┌──

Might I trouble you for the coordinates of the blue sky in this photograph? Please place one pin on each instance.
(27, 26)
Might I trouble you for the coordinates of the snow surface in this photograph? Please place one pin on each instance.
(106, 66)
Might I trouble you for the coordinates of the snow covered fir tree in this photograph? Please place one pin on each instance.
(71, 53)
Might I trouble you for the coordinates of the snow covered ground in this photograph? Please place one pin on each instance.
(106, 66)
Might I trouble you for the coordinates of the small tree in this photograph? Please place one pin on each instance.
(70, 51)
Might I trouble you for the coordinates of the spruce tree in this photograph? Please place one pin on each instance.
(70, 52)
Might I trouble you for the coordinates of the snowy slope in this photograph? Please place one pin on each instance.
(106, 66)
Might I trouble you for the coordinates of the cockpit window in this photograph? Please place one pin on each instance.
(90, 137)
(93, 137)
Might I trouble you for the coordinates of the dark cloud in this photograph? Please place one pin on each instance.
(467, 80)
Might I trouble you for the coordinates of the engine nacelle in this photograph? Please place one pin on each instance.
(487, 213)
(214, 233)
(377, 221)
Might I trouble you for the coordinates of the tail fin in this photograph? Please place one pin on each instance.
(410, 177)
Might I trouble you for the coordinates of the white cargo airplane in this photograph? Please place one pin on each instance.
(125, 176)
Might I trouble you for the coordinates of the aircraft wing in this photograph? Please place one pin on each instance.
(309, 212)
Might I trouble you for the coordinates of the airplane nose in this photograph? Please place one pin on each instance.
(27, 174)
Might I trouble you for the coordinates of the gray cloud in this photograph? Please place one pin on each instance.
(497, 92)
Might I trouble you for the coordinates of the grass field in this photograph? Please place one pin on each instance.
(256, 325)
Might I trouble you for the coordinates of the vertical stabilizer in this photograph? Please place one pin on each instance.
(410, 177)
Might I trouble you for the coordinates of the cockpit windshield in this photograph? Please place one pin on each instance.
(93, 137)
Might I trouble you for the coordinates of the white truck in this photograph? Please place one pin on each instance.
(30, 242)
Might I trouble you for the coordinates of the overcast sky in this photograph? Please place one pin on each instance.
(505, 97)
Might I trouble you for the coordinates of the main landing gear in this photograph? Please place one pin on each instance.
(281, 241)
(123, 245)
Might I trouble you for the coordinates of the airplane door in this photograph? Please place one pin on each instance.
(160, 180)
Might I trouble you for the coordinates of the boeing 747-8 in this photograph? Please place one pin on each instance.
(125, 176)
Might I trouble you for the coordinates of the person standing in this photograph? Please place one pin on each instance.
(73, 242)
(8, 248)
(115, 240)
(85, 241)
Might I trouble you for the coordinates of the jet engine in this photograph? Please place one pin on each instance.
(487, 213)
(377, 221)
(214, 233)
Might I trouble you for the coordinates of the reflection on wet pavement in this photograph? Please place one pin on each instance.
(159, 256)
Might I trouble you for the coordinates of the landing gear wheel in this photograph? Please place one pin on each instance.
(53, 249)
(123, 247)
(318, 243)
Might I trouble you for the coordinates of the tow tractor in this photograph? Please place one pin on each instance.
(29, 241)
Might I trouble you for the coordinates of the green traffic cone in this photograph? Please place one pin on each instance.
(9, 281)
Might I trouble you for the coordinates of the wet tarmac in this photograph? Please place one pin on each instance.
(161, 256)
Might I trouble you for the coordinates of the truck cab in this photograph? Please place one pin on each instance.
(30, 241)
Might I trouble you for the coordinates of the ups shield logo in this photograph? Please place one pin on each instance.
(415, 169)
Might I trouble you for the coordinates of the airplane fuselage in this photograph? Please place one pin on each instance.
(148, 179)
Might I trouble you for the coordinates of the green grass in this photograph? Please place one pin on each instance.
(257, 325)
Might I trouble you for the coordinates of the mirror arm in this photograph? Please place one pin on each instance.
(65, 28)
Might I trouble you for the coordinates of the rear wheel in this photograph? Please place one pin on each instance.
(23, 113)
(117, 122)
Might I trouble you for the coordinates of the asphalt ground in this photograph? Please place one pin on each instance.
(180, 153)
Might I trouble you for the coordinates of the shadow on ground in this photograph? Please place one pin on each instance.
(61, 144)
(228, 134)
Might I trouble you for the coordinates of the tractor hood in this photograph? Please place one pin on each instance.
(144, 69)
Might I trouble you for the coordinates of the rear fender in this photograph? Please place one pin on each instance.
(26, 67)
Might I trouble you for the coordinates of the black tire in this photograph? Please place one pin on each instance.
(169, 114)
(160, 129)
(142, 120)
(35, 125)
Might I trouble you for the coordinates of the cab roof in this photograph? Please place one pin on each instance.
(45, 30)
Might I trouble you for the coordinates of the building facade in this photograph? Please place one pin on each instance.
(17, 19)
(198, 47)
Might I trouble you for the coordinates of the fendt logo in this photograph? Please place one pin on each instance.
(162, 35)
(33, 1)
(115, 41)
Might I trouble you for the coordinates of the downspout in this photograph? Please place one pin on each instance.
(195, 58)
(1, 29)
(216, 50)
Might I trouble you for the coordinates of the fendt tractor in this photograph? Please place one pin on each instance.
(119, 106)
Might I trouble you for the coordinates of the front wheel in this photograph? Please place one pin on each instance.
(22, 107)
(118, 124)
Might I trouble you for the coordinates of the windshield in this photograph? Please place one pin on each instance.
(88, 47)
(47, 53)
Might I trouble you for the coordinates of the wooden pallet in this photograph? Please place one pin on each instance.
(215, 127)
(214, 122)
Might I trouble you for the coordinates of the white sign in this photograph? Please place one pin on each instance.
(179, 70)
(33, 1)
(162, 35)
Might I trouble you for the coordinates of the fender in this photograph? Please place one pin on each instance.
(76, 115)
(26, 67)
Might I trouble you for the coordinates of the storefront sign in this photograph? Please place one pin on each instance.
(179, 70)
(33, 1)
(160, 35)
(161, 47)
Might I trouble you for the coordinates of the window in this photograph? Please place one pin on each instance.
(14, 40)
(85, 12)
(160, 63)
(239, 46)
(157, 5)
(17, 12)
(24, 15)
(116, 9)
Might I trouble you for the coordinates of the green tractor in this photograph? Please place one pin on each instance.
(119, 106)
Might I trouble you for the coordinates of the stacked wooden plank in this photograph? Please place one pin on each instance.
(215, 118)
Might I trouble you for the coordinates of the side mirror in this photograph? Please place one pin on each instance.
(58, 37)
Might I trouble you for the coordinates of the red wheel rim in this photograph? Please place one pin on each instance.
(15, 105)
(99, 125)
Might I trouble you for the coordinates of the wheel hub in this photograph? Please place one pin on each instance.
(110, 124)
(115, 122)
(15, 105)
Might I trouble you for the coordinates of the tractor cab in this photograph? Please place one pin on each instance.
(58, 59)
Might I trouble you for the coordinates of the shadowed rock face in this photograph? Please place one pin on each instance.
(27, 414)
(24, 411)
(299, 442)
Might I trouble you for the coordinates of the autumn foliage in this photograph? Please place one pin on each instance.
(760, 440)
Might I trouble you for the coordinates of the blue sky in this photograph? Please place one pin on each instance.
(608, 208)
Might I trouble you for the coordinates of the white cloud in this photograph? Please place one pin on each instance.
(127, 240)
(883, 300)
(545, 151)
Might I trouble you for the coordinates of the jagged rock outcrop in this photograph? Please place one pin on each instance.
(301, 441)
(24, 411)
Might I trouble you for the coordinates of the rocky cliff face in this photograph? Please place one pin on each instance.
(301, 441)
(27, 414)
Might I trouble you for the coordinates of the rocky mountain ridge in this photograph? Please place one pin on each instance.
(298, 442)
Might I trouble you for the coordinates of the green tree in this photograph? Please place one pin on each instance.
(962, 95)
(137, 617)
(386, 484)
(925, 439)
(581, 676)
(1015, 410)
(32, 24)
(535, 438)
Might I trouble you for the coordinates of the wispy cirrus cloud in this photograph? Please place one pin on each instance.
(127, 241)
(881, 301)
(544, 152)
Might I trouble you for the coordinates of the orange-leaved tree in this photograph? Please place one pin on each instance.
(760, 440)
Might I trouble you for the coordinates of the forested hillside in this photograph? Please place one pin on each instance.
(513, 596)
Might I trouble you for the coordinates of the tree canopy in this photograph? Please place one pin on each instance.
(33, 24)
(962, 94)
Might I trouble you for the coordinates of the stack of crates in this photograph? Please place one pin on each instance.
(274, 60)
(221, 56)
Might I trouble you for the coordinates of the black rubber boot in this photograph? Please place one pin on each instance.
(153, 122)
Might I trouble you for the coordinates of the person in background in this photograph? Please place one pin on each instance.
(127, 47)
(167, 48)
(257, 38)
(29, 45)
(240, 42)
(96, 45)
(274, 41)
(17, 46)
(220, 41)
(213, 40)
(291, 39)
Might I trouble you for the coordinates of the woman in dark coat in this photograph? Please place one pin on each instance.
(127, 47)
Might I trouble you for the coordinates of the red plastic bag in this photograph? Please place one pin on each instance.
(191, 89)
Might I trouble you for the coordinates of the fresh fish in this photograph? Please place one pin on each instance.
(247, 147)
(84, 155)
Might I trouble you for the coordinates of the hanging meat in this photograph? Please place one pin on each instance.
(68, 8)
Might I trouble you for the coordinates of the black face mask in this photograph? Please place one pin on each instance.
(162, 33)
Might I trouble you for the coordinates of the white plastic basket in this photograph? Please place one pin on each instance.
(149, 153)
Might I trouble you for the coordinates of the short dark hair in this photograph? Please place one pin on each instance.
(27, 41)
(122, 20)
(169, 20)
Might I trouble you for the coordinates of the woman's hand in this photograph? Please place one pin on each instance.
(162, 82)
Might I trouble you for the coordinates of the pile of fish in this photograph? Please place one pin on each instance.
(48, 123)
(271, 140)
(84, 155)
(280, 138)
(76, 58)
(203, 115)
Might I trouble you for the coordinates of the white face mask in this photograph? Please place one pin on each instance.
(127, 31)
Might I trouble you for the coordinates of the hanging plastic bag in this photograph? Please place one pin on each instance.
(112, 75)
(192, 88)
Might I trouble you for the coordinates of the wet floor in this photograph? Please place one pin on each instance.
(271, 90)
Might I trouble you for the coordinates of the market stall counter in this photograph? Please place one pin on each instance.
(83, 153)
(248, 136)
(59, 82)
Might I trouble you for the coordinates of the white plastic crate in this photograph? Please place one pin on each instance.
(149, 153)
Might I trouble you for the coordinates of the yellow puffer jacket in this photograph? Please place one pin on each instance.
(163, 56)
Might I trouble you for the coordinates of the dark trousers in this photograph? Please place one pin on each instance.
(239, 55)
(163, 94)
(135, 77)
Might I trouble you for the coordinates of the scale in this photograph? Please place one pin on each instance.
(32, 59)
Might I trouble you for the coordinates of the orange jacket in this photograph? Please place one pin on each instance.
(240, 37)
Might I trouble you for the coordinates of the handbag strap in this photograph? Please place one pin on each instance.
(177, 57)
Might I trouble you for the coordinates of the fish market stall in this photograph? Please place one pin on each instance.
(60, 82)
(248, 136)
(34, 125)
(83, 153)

└──

*WHAT YOU HAVE TO DO*
Retype only the lines running from the line with "Might I trouble you for the coordinates of the black face" to the end of the listing, including both of those lines.

*FULL OUTPUT*
Might I trouble you for the coordinates of the black face mask in this photograph? Please place one pin on each instance.
(162, 33)
Might I trouble you for the coordinates of the white plastic basket in this photograph? Please place one pin on each instance.
(149, 153)
Might I trouble you for the coordinates of the short dark hair in this photograph? Please place one pin on each instance.
(27, 41)
(122, 20)
(169, 20)
Might I trouble you for the coordinates of the woman's hand in this photograph? Please place one pin on each instance.
(162, 82)
Might I trouble you for the coordinates of the pile of fish in this photograph? Please place one pin on each instance.
(48, 123)
(271, 140)
(84, 155)
(280, 138)
(76, 58)
(203, 115)
Might I trouble you for the coordinates of the white face mask in this photograph? Please place one pin on each instance.
(127, 31)
Might I trouble you for the coordinates of the hanging plastic bag in this photograph? Please place one pin on each instance.
(112, 75)
(192, 88)
Might I trouble you for the coordinates of the wet floor in this photograph? Please place one pin on each instance.
(271, 90)
Might I trouble you for the coordinates of the market stall counter in this photograph? Please place one pin on each instance.
(83, 153)
(248, 136)
(59, 82)
Might I trouble you for the coordinates of the white plastic crate in this photograph? Please place one pin on each instance.
(149, 153)
Might I trouble you for the coordinates of the yellow puffer jacket in this photograph? Please place one pin on each instance.
(163, 56)
Might I trouble you for the coordinates of the dark trousers in this photograph? Please place one pin on each instance.
(239, 55)
(163, 94)
(135, 77)
Might I trouble you for the coordinates of the scale in this photograph? Please place one pin on each instance.
(32, 59)
Might I trouble you for the coordinates of the orange jacket in this photograph? Please place one pin on each instance.
(240, 37)
Might I trouble you for the coordinates of the handbag strap in this photograph? Please place one pin on each instance.
(177, 57)
Might I trouble you for the coordinates of the fish market stall in this photograph? Please place one pin on each instance.
(60, 82)
(248, 136)
(34, 125)
(83, 153)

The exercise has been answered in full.